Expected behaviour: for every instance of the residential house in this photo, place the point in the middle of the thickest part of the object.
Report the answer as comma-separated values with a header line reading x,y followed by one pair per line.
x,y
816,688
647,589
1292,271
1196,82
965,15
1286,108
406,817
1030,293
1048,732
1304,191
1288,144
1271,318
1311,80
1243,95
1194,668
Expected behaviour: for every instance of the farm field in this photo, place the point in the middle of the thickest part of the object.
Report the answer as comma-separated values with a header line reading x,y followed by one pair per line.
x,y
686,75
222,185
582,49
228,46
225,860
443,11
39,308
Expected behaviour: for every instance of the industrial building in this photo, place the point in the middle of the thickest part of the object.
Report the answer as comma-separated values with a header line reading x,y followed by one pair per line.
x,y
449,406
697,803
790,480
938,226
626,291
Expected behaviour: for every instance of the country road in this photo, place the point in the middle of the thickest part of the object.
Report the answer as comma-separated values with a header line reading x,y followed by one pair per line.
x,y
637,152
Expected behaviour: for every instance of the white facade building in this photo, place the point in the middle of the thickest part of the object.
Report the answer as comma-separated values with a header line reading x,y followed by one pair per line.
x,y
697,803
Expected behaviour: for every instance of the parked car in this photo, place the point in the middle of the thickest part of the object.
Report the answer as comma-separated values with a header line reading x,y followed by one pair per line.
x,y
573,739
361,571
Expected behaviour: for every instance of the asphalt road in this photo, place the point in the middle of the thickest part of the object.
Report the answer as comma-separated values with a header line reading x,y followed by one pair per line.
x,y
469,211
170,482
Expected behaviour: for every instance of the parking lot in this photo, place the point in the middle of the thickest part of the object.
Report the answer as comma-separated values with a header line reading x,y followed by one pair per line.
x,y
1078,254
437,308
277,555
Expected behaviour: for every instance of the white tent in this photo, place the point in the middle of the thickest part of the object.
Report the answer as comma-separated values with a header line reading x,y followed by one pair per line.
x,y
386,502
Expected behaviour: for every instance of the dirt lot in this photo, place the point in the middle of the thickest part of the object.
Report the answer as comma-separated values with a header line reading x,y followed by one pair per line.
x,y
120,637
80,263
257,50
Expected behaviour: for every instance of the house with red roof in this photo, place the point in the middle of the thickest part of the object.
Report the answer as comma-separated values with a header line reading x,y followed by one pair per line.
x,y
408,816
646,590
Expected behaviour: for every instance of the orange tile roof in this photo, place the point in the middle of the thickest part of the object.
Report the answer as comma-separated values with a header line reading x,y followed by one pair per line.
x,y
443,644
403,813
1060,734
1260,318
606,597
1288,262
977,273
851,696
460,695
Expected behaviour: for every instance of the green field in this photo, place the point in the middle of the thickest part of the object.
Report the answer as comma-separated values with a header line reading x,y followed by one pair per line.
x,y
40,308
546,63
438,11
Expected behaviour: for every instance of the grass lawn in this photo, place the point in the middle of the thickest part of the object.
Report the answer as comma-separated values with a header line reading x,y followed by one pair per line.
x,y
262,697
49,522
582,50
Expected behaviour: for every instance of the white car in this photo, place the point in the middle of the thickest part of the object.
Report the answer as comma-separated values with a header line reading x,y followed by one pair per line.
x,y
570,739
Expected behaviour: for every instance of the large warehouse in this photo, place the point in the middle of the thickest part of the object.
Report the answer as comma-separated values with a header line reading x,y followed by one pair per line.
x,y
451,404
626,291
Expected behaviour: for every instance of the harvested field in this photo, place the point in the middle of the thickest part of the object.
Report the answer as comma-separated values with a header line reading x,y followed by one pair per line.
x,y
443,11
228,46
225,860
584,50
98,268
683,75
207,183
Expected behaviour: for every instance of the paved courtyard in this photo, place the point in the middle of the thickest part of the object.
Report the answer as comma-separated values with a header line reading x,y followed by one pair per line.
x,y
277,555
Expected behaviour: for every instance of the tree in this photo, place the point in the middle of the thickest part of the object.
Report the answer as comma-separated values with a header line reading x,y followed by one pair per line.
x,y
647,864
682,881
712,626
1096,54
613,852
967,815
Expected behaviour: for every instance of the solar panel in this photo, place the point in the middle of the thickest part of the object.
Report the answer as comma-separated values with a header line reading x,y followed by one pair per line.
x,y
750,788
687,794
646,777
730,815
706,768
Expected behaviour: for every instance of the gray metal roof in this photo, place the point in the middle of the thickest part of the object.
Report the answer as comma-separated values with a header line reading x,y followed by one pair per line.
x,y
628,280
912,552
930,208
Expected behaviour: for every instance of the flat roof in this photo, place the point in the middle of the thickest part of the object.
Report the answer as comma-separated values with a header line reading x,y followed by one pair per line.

--------

INSTRUCTION: Write the lines out verbatim, from the one with "Expected behaviour: for every instance of the solar" through the last line of the entries, and stop there.

EXERCISE SOLUTION:
Expected behaviour: for every instance of the solar panel in this photo, place the point in the middle of the thickest part of the object.
Report the answer as comma-separated values with a header line reading x,y followed by one pair per line.
x,y
750,788
687,794
646,777
730,815
706,768
Expected behaviour: for every instance of the gray metal roof in this photo, place the point in the middle of the thickest part of the object.
Report the answer as comma-separated values with a header line reading x,y followed by one pair per line.
x,y
628,280
912,552
930,208
Expected behaviour: for every instance of the flat roof in this photo, place the point in the middle of the thickest part of the object.
Report the answer as comma-separated values with a header line reading x,y followed by one pair per line.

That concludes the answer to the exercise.